(Dataset excerpts)

=======

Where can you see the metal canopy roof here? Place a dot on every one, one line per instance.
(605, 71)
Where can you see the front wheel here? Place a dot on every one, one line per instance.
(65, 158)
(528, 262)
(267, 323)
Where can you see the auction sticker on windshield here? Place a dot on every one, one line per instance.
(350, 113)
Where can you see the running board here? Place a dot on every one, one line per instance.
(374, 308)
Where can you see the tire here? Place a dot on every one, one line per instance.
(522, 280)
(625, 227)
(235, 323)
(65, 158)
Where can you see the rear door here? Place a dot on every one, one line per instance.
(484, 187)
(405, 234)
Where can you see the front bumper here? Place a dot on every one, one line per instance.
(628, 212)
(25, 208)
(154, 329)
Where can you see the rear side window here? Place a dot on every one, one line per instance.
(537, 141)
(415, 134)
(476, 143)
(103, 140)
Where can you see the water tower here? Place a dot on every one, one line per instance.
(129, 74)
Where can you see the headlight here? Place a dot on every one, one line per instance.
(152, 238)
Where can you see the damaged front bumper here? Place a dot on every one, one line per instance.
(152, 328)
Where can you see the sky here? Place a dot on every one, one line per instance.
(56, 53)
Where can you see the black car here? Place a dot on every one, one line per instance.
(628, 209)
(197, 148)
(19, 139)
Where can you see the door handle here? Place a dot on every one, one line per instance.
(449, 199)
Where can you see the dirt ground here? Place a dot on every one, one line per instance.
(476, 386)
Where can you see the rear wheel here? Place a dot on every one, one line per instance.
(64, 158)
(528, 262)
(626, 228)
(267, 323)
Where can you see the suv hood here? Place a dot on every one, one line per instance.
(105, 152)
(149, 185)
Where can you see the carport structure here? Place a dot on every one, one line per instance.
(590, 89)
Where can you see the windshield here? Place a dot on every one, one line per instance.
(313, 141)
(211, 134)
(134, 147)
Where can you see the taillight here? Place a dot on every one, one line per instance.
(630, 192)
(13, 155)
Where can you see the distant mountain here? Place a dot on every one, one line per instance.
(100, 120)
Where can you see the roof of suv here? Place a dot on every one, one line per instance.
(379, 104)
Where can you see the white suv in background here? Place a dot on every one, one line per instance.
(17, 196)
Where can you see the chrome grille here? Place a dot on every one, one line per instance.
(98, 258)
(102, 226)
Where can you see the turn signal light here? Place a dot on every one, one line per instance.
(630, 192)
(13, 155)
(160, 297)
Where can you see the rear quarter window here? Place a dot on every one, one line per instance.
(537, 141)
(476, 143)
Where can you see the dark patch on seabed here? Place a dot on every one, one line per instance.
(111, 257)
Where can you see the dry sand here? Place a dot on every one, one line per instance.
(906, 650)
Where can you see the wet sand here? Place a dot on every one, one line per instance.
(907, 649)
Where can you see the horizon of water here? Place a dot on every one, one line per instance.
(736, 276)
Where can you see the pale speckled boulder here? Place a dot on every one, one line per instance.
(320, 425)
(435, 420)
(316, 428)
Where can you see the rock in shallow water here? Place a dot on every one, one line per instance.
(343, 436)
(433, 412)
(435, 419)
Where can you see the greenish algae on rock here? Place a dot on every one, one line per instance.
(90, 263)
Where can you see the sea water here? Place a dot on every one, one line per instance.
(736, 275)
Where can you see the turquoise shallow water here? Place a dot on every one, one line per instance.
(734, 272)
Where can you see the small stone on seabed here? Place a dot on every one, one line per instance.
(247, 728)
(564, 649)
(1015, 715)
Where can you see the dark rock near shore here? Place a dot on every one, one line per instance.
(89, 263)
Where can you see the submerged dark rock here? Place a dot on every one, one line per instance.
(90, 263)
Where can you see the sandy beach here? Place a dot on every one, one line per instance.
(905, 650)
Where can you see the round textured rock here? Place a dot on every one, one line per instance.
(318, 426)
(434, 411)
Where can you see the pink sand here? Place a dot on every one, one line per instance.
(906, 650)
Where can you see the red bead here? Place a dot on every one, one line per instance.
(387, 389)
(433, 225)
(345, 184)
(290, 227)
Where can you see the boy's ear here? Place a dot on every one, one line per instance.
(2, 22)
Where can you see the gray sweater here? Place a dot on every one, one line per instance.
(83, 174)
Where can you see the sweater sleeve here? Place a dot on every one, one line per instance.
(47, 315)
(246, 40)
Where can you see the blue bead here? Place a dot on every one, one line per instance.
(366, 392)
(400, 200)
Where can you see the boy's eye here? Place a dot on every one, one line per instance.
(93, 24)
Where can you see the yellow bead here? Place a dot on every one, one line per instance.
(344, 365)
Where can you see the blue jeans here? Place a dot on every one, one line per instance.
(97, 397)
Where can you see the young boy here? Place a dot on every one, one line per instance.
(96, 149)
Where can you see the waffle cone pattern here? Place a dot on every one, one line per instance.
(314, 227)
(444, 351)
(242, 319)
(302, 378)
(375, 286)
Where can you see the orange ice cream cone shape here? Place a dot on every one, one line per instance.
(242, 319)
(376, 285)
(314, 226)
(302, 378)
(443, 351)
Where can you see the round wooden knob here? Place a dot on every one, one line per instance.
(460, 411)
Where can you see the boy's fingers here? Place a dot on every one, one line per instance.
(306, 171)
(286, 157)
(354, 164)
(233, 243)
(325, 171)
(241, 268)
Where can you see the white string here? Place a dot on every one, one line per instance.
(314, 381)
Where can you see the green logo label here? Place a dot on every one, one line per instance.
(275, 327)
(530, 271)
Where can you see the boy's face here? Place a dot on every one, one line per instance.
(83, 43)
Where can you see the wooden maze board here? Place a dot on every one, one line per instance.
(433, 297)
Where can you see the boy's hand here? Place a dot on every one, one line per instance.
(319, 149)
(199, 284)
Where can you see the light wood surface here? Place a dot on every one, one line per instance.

=======

### [The problem]
Transcribe all of the records exactly.

### [Solution]
Where can you see the metal canopy roof here? Place a dot on every one, one line per instance.
(605, 71)
Where can you see the front wheel here? Place a dot on every one, one line per instance.
(65, 158)
(528, 262)
(267, 323)
Where can you see the auction sticker on windshield here? Place a dot on every one, one line per instance.
(350, 113)
Where can you see the running board here? Place a dot on every one, one line per instance.
(374, 308)
Where can you see the tire here? Place a dot on every one, one line per instance.
(522, 280)
(625, 227)
(235, 323)
(65, 158)
Where can you see the rear door here? Place a dot on every one, one line per instance.
(484, 187)
(405, 234)
Where can you see the front bumper here? Place a dot on every one, one line per instance.
(628, 212)
(25, 208)
(154, 329)
Where can you see the rear side window here? Place a dot on every one, one line per instance.
(537, 141)
(415, 134)
(476, 143)
(103, 140)
Where can you see the water tower here? Place a dot on every one, one line per instance.
(129, 74)
Where can you see the headlight here? Place a dot on every one, one line per instance.
(152, 238)
Where can you see the damaged front bumper here? Place a dot on every one, one line per instance.
(152, 328)
Where can you see the sky here? Place a dot on every one, one line per instance.
(56, 53)
Where can you see the black car here? Place a dot on every one, one line per instance.
(628, 209)
(197, 148)
(19, 139)
Where can you see the door handle here? Place a dot on every one, one line per instance.
(449, 199)
Where can you see the dirt ground here? Place a dot on every one, one line per instance.
(476, 386)
Where can you see the rear wheel here? Place a dot on every one, one line per instance.
(64, 158)
(528, 262)
(626, 228)
(267, 323)
Where can you see the suv hood here? Place a dot on every one, one line per instance.
(105, 152)
(149, 185)
Where can you see the carport structure here? Place a dot on every one, one line per instance.
(590, 89)
Where can you see the windshield here? Place a dot on every one, one line per instance.
(313, 141)
(211, 134)
(134, 147)
Where can you see the taillight here? Place a dot on every one, one line per instance.
(630, 192)
(13, 155)
Where can you see the distant mountain here? Place a dot on every one, one line per instance.
(100, 120)
Where can you see the roof of suv here? Place a dot on every one, one line per instance.
(379, 104)
Where can you see the white suv in background here? Place a dot on every one, one line per instance.
(17, 196)
Where can you see the chrome grille here? Place a dot on every one, one line per instance.
(98, 258)
(102, 226)
Where can you see the turn signal light here? Place a dot on every one, one line per instance.
(630, 192)
(13, 155)
(160, 297)
Where can you see the rear quarter window here? Place a dot on every one, one line per instance.
(537, 141)
(476, 143)
Where can you see the dark patch on seabed here? Place a dot on every one, one line per instance.
(111, 257)
Where can you see the dry sand here? Place a dot on every one, one line per instance.
(906, 650)
Where can you see the wet sand here? Place a dot on every one, one line per instance.
(907, 649)
Where can you see the horizon of water here? Place a dot on every one, one line per instance.
(736, 276)
Where can you see the pale speckled boulder here? Place a dot on every one, one line per instance.
(320, 425)
(435, 420)
(316, 428)
Where can you see the rock in shallow water here? Place a dot on every one, one line per instance.
(343, 436)
(433, 412)
(435, 419)
Where can you see the greenish algae on rock here? Place a dot on every one, one line per instance.
(90, 263)
Where can you see the sea water here? Place a dot on every one, one line per instance.
(736, 275)
Where can you see the turquoise shallow water here? Place a dot on every one, one line per instance.
(734, 272)
Where can you see the small stone on seabed here? Place a dot on every one, one line per instance.
(247, 728)
(564, 649)
(1015, 715)
Where can you see the dark rock near shore here? Place a dot on every one, one line per instance.
(89, 263)
Where can you see the submerged dark rock here? Place a dot on every one, one line per instance.
(90, 263)
Where can you see the sandy beach here? Place a dot on every one, one line per instance.
(905, 650)
Where can you see the round textured rock here? Place a dot on every one, one line per instance.
(318, 426)
(434, 411)
Where can you see the pink sand here? Place a dot on every one, one line per instance.
(906, 650)
Where can you see the red bead here? Place a dot on every one, one line per instance.
(387, 389)
(433, 225)
(345, 184)
(290, 227)
Where can you see the boy's ear here? Place a dot on every one, one line per instance.
(2, 22)
Where can you see the gray sweater here? Place a dot on every one, one line per instance.
(83, 174)
Where can you see the sweater sleeve here? Place a dot on every one, one line per instance.
(47, 315)
(246, 40)
Where can you see the blue bead here? Place a dot on every one, one line per instance.
(366, 392)
(400, 200)
Where can you see the boy's eye here? Place a dot on every one, one line per instance.
(93, 24)
Where can you see the yellow bead here? Place a dot on every one, one line per instance.
(344, 365)
Where can you see the blue jeans here? Place a dot on every one, one line per instance.
(97, 397)
Where can you see the young boy here? Place a dot on every one, one line per instance.
(96, 149)
Where can you see the waffle cone pattern here? Place a dot on every one, one line per instance.
(314, 227)
(444, 351)
(242, 319)
(302, 378)
(375, 286)
Where can you see the orange ice cream cone shape here? Place a dot on every one, one line per instance.
(242, 319)
(376, 285)
(314, 226)
(302, 378)
(443, 351)
Where can you see the round wooden knob here? Place a dot on every one, one line per instance.
(460, 411)
Where can you see the boy's fingers here? Place a dot on every one, one line per instance.
(306, 171)
(286, 157)
(354, 164)
(233, 243)
(325, 171)
(241, 268)
Where can you see the white string here? Place a dot on every one, one line per instance.
(314, 381)
Where can you see the green logo label here? Place a dot on every one, one line per instance.
(275, 327)
(530, 271)
Where can you see the boy's face here? Place a dot on every one, one line per instance.
(83, 43)
Where can you see the wooden maze board here? Place a dot on every one, one line per instance.
(433, 297)
Where can you see the boy's hand here? Place a dot on every one, one line per instance.
(319, 149)
(199, 284)
Where can you see the light wood surface here? Place a dot on every one, one line per instance.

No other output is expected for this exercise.